(EXERCISE DIRECTIONS)
Set down the data that follows, exactly and completely.

(SOURCE MATERIAL)
-------

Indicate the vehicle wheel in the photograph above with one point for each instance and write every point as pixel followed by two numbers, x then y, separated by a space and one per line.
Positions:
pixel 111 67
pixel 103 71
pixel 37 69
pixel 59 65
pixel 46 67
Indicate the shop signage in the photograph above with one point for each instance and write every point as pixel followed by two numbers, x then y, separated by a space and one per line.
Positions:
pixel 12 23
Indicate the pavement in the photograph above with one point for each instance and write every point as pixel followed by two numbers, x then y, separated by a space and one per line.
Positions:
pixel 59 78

-------

(EXERCISE OUTPUT)
Indicate the vehicle wheel in the photograph above with one point for each instance and write every point as pixel followed by two numbers, x then y, separated by a space and one per line.
Positions:
pixel 111 67
pixel 103 71
pixel 37 69
pixel 59 65
pixel 46 67
Indicate the shop signage in the photograph above with one point for each instance and write every point as pixel followed by two numbers, x then y, separated by a space and one per line.
Positions:
pixel 12 23
Indicate the pavement in the photograph above with one point for each instance and write every point as pixel followed by two numbers, x then y, separated by a space and one per line.
Positions:
pixel 59 78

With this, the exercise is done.